• **STATED PROBLEM A**
Render the records as a Markdown table, starting with the line containing "A single marker falls on each instance of the steel bowl" and going on through the last line of the records. Use the columns Row and Line, and leave out any blank lines.
--
Wednesday, September 9, 2015

Writing as selfgenerating competence

Reading and writing are central skills in our society. Our school systems spend an almost worryingly large portion of its resources (and of the pupils' time) on making sure these skills are acquired. When the metamorphosis from pupil to student takes place, the most common realization is that it takes even more reading and writing to get along in the world of the university. Not to mention worklife with its more or less sensical demands. If you're a broken human being should you not have a cell phone, you've almost broken your bond to the human species should you not be able to read and write.

Learning to handle the text medium - both as a consumer and a producer - is therefore of central importance. While it might not be necessary to turn everyone into a Marcel Proust, who successfully wrote 600 interesting pages of fiction where the protagonist doesn't really do anything but lie on their bed wondering whether they should do something interesting or not, some level of proficiency is required in this society of ours. Achieving minimal levels of literacy doesn't take too many years, admittedly, and some would say that this level is usually achieved at around ten years of age, but the fact that there is a minimal level says more than the contingent fact of where it happens to be.

Reading and writing are linked, but not identical. It is possible to be a phenomenal reader whilst at the same time a terrible writer; and, conversely, it is possible to not be able to read the backside of a milk carton whilst being able to formulate the most delicate of poetry. (Blame postmodernism.) In general, though, it goes that the more one reads, the more proficient one becomes in both reading and writing. And the same goes for writing, mutatis mutandis. Practice is skill in this case too.

One thing that separates reading/writing from other skills, such as cooking, biking or gardening, is that it's hard to argue that there's an upper limit to it. Cooking might be a difficult art, but you will eventually learn the perfect ways to cook a noodle. The perfect way of making a text, however, is forever out of reach. James Joyce was on to something in his more peculiar works, but just as there are just about as many interpretations of Finnegans Wake as there are readers, there are no doubts that it could have been written better. Not better as in more comprehensible - Joyce's texts are not to be understood, as it were - but rather more interesting. The fact that you can parse a ridiculous amount from the shifts and interplays between the mutually exclusive yet juxtapositionally present interpretations is one thing, but that does not say that any of that is as interesting as it could be.

For those of you who haven't read Joyce (and who have the good notion of not doing it any time soon), it helps to know that good ol' James systematically used misspelling, puns, convoluted sentencing, unclear subjects, annoying moves and at times pure busywork (such as, say, not doing punctuation for fifty pages or so) to create literary effects. Rules for good languaging and virtuous habits in text production are seen as helpful suggestions, to be ignored at will. It's not that he didn't know what he was doing - he knew exactly what he was doing, and did it anyway.
--
• **STATED PROBLEM B**
In the post on writing, at around what age do some say minimal literacy is usually reached?
--
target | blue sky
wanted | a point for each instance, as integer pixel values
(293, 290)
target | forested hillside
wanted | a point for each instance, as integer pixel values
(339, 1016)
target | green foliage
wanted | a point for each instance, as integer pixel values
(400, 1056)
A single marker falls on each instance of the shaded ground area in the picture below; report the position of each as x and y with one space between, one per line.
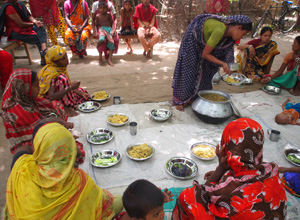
133 77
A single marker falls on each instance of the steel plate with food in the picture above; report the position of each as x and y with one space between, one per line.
105 158
89 106
160 114
100 96
293 156
204 151
140 152
117 119
100 136
234 79
273 90
181 167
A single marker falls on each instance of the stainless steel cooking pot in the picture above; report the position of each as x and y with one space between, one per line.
212 112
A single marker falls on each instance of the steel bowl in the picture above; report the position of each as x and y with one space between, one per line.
160 114
181 168
99 136
203 143
139 159
273 90
294 153
212 112
234 67
117 125
107 158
--
• **REPLY A**
| Row | Line |
|---|---|
| 1 | A single marker falls on each instance of the steel bowl in the picture above; report the position of each as x and y with one space between, one per line. |
| 2 | 160 114 |
| 3 | 181 168 |
| 4 | 99 136 |
| 5 | 203 143 |
| 6 | 139 159 |
| 7 | 273 90 |
| 8 | 294 153 |
| 9 | 212 112 |
| 10 | 234 67 |
| 11 | 117 125 |
| 12 | 107 158 |

• **REPLY B**
Around ten years of age.